====== Entries

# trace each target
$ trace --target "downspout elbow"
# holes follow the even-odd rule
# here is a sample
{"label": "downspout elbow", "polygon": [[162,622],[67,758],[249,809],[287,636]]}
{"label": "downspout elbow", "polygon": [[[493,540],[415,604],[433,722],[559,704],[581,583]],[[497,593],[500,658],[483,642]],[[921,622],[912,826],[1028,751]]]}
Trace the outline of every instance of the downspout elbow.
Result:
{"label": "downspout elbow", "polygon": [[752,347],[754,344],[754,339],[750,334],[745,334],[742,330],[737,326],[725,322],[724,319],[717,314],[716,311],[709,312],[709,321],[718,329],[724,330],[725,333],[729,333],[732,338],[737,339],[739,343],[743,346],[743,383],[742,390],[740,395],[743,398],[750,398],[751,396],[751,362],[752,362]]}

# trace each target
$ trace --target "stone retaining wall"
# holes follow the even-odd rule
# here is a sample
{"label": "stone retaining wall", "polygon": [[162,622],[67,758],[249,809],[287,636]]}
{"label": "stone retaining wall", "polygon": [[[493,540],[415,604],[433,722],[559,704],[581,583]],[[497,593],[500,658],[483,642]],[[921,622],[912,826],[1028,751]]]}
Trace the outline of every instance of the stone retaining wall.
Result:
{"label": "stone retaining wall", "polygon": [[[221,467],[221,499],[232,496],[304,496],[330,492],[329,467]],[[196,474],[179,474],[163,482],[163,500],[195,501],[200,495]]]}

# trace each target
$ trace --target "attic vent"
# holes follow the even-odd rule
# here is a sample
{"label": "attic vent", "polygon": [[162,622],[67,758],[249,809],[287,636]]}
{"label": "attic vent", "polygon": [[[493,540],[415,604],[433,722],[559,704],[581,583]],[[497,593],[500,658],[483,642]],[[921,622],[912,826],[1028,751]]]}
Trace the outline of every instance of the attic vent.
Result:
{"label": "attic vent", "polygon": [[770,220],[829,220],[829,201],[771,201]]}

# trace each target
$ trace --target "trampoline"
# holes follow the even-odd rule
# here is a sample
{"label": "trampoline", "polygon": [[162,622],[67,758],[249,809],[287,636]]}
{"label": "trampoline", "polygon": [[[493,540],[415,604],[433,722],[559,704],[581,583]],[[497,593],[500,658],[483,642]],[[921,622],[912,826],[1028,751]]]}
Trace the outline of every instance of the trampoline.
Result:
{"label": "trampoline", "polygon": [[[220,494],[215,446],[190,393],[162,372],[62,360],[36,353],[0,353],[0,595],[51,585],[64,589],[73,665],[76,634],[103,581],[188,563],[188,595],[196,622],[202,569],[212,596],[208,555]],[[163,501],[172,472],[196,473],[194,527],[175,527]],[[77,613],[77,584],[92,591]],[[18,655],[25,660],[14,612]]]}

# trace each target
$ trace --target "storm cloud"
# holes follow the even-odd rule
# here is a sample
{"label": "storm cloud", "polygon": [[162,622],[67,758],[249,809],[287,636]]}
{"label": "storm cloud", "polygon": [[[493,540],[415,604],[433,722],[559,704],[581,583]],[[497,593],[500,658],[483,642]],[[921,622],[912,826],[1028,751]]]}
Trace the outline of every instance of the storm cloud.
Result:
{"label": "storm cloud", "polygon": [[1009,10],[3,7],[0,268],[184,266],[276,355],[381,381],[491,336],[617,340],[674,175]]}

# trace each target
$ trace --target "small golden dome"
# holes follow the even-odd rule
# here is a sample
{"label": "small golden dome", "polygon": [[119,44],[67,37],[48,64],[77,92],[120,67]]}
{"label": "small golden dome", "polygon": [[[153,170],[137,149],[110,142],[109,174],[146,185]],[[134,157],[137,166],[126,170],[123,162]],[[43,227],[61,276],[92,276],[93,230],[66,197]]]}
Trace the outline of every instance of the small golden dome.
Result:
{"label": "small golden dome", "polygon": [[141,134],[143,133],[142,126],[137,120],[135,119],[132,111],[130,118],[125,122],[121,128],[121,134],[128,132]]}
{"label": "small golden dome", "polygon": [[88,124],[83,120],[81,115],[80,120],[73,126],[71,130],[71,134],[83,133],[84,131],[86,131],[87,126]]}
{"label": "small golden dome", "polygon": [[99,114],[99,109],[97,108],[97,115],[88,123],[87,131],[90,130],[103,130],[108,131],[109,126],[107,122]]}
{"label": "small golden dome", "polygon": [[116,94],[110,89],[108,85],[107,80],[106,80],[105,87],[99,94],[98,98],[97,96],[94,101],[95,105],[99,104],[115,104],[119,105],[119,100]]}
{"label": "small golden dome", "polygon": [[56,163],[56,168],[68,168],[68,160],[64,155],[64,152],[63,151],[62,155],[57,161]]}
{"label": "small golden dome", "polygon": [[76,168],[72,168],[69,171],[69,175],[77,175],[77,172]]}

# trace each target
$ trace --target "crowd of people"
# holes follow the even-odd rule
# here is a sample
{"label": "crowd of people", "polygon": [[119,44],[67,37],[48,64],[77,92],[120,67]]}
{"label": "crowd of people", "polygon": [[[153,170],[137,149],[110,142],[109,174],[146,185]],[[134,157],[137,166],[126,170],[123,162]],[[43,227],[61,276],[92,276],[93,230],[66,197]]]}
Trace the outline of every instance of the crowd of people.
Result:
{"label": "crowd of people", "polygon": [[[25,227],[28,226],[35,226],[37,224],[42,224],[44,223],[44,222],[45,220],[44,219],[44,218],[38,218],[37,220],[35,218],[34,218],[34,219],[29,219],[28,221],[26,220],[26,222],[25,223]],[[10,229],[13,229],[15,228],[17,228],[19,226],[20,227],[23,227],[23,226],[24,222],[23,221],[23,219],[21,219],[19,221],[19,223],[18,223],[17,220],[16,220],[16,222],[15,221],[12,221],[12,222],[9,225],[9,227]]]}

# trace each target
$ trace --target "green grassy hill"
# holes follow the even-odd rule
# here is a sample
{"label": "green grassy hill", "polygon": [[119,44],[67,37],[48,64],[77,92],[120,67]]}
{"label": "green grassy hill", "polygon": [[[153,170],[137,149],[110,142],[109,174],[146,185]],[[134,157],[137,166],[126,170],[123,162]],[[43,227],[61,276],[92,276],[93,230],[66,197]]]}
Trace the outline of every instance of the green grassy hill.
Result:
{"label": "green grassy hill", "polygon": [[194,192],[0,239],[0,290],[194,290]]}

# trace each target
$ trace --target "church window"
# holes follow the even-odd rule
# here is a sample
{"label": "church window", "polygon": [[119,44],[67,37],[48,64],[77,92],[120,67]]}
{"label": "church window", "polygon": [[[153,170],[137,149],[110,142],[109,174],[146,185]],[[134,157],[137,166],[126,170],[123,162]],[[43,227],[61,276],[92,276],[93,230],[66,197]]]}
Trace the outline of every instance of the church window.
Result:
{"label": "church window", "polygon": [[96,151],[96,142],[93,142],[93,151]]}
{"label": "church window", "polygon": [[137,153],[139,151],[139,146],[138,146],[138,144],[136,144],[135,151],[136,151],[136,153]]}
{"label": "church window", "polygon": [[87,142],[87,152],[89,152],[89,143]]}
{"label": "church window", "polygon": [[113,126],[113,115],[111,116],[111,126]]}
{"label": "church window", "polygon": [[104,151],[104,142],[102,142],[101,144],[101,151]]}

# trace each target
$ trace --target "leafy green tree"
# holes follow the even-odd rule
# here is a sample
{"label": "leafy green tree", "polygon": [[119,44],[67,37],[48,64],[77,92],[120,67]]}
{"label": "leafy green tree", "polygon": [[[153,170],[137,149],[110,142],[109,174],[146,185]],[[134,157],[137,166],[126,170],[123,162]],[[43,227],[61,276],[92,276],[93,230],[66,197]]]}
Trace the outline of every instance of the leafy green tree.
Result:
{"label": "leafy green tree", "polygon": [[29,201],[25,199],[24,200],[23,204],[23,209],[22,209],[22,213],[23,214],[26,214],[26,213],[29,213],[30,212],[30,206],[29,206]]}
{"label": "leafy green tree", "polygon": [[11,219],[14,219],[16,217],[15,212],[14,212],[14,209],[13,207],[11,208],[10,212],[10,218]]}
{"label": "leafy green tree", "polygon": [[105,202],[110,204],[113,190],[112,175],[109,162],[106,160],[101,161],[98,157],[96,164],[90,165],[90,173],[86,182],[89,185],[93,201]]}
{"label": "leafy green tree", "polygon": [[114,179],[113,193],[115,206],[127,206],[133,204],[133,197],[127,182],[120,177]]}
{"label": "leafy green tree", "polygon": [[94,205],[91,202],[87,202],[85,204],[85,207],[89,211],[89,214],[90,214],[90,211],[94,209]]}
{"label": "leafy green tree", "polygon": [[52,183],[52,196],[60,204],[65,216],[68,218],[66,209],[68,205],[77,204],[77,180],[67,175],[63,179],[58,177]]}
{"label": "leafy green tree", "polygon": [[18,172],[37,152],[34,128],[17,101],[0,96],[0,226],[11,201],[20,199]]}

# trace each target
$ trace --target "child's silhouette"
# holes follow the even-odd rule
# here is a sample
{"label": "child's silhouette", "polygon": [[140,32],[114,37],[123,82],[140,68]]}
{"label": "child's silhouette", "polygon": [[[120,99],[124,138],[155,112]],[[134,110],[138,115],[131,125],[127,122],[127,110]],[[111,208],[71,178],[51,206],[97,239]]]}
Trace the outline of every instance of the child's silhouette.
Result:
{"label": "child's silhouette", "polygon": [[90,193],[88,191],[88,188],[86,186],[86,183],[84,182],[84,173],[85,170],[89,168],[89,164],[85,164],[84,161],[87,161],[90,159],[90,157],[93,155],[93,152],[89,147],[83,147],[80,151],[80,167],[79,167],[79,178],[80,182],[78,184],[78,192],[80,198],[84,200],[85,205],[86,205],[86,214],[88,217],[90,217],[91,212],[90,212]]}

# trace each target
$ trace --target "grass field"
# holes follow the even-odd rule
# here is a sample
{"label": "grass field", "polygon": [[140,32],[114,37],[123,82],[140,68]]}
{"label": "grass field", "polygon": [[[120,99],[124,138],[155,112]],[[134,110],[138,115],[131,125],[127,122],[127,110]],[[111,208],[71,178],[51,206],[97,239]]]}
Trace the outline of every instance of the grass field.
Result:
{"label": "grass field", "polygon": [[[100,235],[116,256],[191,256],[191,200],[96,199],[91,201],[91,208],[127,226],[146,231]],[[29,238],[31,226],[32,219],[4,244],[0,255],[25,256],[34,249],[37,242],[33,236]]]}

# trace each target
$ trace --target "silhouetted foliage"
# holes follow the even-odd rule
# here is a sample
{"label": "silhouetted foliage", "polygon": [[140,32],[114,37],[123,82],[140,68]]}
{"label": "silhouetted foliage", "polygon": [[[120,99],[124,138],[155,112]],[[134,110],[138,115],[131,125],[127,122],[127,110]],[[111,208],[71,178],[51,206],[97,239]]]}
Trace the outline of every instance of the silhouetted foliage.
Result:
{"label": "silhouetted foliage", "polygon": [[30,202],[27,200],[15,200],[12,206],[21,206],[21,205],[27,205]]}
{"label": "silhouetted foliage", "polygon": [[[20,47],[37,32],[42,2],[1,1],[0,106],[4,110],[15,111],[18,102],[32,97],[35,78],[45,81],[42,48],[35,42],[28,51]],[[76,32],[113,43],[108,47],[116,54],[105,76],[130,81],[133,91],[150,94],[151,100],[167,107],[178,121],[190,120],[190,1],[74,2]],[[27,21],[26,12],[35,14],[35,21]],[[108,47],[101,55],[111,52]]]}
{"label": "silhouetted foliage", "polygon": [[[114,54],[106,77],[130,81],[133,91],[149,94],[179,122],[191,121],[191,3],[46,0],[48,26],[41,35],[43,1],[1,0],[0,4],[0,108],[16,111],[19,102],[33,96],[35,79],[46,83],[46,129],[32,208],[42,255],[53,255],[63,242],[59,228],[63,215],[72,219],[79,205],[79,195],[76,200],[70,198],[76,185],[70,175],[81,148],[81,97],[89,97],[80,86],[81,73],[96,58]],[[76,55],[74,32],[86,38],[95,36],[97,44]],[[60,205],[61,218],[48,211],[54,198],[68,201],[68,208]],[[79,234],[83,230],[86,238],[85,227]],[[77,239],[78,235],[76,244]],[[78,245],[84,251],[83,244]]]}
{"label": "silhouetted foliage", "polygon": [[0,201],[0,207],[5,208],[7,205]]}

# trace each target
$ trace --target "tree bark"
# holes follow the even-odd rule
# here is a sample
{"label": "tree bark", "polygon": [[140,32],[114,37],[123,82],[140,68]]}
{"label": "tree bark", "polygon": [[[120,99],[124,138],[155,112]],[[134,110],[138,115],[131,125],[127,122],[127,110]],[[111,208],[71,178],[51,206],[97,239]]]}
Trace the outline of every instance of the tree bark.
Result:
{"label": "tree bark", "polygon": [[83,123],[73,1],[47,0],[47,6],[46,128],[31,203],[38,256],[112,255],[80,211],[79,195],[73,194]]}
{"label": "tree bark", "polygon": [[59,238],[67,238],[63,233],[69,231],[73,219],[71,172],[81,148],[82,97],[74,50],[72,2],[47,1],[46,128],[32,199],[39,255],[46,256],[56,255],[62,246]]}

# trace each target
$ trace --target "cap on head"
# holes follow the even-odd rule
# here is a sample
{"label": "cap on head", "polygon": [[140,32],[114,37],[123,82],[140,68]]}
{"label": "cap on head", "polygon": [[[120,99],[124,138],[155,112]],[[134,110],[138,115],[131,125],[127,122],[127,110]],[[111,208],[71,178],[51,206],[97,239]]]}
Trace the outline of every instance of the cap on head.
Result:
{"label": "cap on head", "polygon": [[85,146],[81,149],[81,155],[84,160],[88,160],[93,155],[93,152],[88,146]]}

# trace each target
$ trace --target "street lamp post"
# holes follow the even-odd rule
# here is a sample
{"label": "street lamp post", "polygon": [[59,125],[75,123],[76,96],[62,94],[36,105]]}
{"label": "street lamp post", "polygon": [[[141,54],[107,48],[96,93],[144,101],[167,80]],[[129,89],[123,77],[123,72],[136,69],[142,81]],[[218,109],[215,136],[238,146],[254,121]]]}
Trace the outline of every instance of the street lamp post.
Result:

============

_Task to carry out_
Gather every line of the entries above that contains the string "grassy", copying each line in full. Case counts.

_Response_
$ trace --target "green grassy hill"
{"label": "green grassy hill", "polygon": [[119,44],[67,37],[48,64],[77,92],[120,67]]}
{"label": "green grassy hill", "polygon": [[[153,170],[137,149],[110,142],[109,174],[146,185]],[[134,157],[137,166],[126,170],[123,162]],[[43,227],[61,276],[92,276],[93,230],[66,197]]]}
Trace the outline of every instance of the green grassy hill.
{"label": "green grassy hill", "polygon": [[194,192],[0,239],[0,290],[194,290]]}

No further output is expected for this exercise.